Task to complete → The response must match the data below exactly, line for line.

Task material →
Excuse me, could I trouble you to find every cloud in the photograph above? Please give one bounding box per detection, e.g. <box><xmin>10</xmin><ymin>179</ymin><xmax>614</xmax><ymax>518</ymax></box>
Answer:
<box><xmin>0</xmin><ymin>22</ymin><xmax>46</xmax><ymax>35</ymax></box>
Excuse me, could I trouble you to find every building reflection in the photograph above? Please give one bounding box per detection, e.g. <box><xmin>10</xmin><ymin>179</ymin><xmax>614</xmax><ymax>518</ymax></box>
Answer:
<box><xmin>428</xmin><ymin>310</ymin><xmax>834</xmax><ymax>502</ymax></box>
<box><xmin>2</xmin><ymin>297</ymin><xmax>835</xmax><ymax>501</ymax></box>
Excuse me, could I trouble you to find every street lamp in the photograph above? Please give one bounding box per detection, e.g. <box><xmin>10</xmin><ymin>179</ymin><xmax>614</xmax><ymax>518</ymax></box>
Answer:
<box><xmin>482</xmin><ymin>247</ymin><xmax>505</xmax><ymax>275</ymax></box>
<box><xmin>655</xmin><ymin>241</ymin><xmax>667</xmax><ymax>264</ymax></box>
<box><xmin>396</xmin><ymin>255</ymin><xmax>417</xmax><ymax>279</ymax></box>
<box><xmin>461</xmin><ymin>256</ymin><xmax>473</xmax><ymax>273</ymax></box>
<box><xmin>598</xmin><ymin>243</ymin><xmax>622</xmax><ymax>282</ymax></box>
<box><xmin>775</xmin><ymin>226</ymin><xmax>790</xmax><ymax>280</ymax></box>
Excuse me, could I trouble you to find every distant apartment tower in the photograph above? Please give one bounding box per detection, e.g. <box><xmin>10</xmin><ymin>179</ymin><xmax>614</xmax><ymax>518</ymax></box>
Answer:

Answer to the problem →
Excuse me, could I trouble you to find every cloud in the photograph above? Please give one bounding box per detection, e.g. <box><xmin>10</xmin><ymin>179</ymin><xmax>614</xmax><ymax>518</ymax></box>
Answer:
<box><xmin>0</xmin><ymin>22</ymin><xmax>46</xmax><ymax>35</ymax></box>
Excuse me, could I trouble you to find every building reflection in the photograph above? Please give one bounding box per detection, e.g. <box><xmin>10</xmin><ymin>179</ymin><xmax>614</xmax><ymax>518</ymax></box>
Answer:
<box><xmin>428</xmin><ymin>310</ymin><xmax>834</xmax><ymax>502</ymax></box>
<box><xmin>2</xmin><ymin>297</ymin><xmax>835</xmax><ymax>501</ymax></box>
Excuse me, could I trouble you to find every street lamp in the photograph above? Please give one bounding box per detection, e.g. <box><xmin>10</xmin><ymin>179</ymin><xmax>614</xmax><ymax>518</ymax></box>
Answer:
<box><xmin>482</xmin><ymin>247</ymin><xmax>505</xmax><ymax>275</ymax></box>
<box><xmin>655</xmin><ymin>241</ymin><xmax>667</xmax><ymax>264</ymax></box>
<box><xmin>396</xmin><ymin>255</ymin><xmax>417</xmax><ymax>279</ymax></box>
<box><xmin>461</xmin><ymin>256</ymin><xmax>473</xmax><ymax>273</ymax></box>
<box><xmin>598</xmin><ymin>243</ymin><xmax>622</xmax><ymax>282</ymax></box>
<box><xmin>775</xmin><ymin>226</ymin><xmax>790</xmax><ymax>280</ymax></box>
Excuse me, could I trouble you to find every distant apartment tower in the photograph above? Please give one bounding box per detection, e.g. <box><xmin>10</xmin><ymin>179</ymin><xmax>614</xmax><ymax>518</ymax></box>
Answer:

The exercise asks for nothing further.